Task prompt
Rewrite the data below as a JSON list of strings, with one string for each line. Leave out blank lines and the pictures.

☆ ☆ ☆ ☆ ☆ ☆ ☆

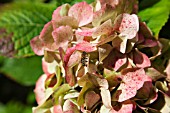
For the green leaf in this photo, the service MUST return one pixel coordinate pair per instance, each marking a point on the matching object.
(25, 21)
(156, 16)
(24, 70)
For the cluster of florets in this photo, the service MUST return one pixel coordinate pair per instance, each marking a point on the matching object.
(94, 60)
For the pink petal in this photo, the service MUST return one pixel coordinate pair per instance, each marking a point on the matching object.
(37, 46)
(115, 60)
(57, 109)
(83, 12)
(70, 107)
(85, 32)
(48, 68)
(62, 36)
(74, 59)
(145, 30)
(111, 2)
(91, 98)
(127, 25)
(149, 43)
(105, 28)
(167, 70)
(70, 77)
(106, 97)
(126, 107)
(46, 35)
(86, 46)
(69, 52)
(40, 89)
(56, 14)
(133, 79)
(141, 60)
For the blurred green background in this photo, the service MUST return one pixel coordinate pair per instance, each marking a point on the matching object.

☆ ☆ ☆ ☆ ☆ ☆ ☆

Solution for this exercise
[
  "For the green leaf in this photo, the service MUST return one pixel coordinate pair per instance, each marking a point on the matching object.",
  "(25, 21)",
  "(156, 16)",
  "(24, 70)",
  "For the cluster of florets in this photo, the service MUST return one pixel coordinate pair per instance, each marking a point on the matching object.",
  "(94, 60)",
  "For the pink petal in this photo, the service MUST return one pixel coordinate pair per instance, each marking a point on the matching object.",
  "(37, 46)",
  "(115, 60)",
  "(57, 109)",
  "(83, 12)",
  "(70, 107)",
  "(85, 32)",
  "(48, 68)",
  "(62, 36)",
  "(74, 59)",
  "(145, 30)",
  "(111, 2)",
  "(91, 98)",
  "(127, 25)",
  "(149, 43)",
  "(105, 28)",
  "(167, 70)",
  "(70, 77)",
  "(106, 97)",
  "(126, 107)",
  "(46, 35)",
  "(86, 46)",
  "(69, 52)",
  "(40, 89)",
  "(56, 14)",
  "(133, 79)",
  "(141, 60)",
  "For the blurred green background in this photo, the service MUST return one pixel coordinate pair per instance, each marking a point on the matching object."
]